▶ **Problem requirements**
Locate every line in the material below that contains the word "unopened" with the same capitalization, and copy each of those lines.

▶ **Dataset**
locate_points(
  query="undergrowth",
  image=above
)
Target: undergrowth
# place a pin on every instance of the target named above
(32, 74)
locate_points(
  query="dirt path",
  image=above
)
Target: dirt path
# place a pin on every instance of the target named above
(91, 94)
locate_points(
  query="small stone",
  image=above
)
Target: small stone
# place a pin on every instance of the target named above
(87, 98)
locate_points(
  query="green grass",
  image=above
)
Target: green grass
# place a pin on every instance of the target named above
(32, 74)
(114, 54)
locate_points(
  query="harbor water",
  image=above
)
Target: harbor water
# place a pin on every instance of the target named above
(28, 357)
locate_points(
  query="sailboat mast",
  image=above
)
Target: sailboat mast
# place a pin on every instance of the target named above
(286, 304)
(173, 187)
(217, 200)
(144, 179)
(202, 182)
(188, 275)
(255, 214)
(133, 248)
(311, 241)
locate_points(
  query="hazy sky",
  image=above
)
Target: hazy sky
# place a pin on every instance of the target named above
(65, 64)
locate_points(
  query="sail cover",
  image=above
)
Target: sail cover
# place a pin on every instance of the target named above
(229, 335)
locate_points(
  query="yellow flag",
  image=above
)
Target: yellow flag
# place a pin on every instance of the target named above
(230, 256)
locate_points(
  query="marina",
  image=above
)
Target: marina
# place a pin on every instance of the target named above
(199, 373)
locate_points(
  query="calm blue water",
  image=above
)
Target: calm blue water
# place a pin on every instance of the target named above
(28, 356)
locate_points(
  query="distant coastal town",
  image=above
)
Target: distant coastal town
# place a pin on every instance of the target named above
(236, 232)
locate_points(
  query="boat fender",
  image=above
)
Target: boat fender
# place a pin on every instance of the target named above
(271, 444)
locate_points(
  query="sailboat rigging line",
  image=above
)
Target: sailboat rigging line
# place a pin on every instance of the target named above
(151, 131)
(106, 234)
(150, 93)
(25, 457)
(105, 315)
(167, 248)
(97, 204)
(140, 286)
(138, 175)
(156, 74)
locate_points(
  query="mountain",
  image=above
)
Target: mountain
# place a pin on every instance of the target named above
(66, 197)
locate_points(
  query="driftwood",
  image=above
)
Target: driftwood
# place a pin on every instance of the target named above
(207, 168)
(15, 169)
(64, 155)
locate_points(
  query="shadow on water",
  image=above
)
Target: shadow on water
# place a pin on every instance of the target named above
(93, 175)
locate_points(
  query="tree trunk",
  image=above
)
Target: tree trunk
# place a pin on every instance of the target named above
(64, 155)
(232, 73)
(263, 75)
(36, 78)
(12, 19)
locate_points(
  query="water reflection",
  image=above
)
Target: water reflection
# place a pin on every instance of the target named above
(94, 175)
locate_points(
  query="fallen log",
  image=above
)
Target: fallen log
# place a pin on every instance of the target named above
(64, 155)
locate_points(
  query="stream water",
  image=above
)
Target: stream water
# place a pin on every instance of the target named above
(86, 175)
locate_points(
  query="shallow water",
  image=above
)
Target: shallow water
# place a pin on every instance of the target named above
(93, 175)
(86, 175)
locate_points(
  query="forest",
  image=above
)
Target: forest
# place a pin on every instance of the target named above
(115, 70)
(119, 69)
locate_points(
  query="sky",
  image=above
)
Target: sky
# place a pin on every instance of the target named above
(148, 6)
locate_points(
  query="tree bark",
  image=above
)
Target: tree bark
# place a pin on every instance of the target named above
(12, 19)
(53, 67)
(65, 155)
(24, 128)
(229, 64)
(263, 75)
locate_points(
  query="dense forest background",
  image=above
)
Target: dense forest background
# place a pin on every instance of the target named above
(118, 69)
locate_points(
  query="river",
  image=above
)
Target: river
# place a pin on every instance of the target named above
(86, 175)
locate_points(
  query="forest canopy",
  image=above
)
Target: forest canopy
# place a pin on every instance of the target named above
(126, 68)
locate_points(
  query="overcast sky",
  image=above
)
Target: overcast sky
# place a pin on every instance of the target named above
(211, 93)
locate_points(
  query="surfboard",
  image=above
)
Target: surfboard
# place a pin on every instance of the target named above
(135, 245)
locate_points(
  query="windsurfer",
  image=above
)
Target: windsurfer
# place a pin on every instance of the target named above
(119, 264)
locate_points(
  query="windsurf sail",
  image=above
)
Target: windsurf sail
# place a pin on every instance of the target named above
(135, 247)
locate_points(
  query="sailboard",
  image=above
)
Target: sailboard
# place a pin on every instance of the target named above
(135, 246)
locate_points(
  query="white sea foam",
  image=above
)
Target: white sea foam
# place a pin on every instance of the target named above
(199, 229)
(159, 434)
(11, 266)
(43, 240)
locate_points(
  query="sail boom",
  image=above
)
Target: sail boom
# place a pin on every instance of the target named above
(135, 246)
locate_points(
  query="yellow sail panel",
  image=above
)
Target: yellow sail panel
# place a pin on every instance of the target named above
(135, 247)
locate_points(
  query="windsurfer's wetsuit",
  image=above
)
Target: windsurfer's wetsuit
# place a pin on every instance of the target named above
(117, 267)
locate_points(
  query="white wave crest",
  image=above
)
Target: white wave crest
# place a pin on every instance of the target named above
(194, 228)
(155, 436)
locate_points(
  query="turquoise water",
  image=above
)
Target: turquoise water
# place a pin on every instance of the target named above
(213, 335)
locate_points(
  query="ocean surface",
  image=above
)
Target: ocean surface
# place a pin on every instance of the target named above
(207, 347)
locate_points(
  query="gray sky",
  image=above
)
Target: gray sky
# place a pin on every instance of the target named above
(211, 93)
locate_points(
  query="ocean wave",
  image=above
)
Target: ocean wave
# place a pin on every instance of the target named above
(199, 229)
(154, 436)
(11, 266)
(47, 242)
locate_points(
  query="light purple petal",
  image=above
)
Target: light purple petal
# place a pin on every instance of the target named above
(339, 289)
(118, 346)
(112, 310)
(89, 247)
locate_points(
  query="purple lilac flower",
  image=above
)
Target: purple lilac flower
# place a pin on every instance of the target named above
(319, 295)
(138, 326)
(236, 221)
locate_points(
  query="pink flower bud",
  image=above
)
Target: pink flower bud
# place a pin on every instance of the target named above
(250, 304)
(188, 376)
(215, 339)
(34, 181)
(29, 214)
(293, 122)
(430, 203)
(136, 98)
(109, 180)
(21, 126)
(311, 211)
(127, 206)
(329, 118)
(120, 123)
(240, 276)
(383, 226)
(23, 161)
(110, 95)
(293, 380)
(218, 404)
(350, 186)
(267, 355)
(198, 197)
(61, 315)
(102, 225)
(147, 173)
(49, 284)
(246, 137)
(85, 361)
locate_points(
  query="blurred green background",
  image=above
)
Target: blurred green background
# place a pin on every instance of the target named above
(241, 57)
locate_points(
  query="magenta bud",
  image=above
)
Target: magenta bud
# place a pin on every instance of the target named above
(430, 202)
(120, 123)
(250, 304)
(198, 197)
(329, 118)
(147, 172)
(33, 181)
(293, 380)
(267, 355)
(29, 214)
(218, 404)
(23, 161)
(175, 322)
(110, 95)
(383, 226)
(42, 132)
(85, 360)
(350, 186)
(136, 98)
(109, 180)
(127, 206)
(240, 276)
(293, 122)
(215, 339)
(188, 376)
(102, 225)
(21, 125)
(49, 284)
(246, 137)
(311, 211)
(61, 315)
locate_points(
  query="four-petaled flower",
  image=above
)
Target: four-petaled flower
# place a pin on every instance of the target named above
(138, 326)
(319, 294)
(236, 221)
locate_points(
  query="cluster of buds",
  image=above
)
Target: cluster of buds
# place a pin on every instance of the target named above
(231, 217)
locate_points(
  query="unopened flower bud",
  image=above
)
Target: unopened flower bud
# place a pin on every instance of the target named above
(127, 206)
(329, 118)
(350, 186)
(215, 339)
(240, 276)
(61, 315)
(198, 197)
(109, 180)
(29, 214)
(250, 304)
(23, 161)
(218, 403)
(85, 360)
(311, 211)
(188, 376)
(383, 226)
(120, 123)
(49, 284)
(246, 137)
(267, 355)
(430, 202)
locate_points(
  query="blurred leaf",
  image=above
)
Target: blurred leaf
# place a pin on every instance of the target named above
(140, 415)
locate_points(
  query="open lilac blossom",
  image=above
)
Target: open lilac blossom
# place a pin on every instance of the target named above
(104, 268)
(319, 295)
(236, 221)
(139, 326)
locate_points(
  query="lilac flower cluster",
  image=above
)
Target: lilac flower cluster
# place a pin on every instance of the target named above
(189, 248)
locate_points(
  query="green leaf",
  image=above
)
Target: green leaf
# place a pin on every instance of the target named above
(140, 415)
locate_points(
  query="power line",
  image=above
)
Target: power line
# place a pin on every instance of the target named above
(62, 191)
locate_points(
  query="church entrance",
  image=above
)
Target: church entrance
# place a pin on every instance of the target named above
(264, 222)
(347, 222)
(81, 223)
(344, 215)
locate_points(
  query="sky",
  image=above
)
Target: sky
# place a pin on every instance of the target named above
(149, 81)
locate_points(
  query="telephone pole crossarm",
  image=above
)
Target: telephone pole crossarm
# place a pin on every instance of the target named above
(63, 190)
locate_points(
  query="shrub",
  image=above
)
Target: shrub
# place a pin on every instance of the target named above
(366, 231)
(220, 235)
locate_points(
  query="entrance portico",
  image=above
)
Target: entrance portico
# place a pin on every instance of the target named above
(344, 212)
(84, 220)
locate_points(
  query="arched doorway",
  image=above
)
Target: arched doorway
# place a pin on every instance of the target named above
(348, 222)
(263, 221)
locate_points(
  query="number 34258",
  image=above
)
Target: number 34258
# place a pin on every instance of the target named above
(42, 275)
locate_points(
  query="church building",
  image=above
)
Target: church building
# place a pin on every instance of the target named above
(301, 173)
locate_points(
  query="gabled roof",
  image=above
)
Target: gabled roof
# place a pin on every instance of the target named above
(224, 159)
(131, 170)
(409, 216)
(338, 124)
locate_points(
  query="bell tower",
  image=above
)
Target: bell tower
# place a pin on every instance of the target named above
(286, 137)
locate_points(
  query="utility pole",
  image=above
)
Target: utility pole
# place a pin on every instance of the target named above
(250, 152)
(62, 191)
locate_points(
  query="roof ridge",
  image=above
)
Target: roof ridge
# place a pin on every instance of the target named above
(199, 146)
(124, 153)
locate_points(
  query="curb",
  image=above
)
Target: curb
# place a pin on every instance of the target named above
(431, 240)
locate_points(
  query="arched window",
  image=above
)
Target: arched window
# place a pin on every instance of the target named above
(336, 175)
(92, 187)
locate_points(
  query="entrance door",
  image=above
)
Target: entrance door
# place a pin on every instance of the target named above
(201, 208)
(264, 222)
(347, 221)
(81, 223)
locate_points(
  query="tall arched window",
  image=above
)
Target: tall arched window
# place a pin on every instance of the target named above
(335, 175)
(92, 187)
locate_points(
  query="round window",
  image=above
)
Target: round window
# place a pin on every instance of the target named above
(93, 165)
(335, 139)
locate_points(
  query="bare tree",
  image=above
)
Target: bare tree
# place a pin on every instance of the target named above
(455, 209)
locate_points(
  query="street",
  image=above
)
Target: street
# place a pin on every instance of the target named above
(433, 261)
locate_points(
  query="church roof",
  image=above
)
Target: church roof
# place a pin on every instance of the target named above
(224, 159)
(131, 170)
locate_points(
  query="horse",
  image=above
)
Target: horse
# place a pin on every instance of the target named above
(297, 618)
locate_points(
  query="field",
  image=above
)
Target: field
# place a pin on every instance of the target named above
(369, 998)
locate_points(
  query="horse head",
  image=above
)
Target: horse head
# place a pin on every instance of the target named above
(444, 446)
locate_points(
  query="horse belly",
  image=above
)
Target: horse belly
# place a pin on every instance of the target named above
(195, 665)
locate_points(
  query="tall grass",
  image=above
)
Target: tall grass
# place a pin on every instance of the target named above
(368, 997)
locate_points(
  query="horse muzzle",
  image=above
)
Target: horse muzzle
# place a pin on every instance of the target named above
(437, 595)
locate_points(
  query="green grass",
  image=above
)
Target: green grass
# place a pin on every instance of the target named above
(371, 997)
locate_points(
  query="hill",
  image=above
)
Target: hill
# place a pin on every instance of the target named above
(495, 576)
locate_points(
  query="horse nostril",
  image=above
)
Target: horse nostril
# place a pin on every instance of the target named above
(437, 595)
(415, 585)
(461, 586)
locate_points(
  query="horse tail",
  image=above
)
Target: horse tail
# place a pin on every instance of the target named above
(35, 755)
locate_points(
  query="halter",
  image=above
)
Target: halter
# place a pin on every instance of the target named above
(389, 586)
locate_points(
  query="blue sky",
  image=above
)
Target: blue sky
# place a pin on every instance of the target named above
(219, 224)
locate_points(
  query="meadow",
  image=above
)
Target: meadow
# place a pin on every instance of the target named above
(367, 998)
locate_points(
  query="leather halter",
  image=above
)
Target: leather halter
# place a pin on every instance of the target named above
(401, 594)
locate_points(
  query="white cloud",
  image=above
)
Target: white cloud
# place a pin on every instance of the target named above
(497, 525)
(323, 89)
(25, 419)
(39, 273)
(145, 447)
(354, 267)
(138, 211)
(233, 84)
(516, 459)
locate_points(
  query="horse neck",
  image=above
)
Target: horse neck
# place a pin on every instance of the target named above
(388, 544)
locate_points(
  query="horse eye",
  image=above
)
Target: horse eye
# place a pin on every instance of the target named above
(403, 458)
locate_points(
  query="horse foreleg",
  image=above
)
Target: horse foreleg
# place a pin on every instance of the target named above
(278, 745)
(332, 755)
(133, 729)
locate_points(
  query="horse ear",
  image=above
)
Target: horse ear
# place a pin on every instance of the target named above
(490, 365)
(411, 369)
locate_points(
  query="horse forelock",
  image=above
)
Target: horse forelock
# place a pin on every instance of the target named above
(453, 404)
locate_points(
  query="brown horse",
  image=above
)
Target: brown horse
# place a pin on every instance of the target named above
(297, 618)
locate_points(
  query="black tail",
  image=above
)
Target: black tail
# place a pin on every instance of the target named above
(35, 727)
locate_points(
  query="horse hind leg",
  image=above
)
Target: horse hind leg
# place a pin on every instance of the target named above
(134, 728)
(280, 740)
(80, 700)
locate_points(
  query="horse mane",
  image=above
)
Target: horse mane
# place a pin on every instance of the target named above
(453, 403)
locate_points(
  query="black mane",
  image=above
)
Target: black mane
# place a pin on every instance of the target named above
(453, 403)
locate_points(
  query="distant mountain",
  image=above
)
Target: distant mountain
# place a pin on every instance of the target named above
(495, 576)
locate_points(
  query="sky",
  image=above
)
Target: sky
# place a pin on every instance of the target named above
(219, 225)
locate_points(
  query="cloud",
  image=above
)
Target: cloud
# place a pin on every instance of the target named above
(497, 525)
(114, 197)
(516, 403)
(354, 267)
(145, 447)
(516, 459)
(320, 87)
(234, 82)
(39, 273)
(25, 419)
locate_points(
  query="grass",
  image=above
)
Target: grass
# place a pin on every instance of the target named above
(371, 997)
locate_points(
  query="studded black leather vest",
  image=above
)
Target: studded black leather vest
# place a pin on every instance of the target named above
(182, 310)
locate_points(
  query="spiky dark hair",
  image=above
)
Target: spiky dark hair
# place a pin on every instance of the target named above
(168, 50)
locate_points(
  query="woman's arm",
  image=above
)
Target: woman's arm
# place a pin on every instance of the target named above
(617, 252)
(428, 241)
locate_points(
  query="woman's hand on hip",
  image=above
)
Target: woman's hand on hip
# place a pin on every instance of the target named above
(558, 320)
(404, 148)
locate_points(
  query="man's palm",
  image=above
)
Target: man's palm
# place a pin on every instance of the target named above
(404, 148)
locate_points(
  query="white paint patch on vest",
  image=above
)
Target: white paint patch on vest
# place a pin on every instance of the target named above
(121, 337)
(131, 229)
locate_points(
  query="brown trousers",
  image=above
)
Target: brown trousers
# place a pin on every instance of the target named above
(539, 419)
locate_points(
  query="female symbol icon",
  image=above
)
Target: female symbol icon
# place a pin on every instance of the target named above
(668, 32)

▶ **Full response**
  query="unopened flower bud",
Target: unopened flower bud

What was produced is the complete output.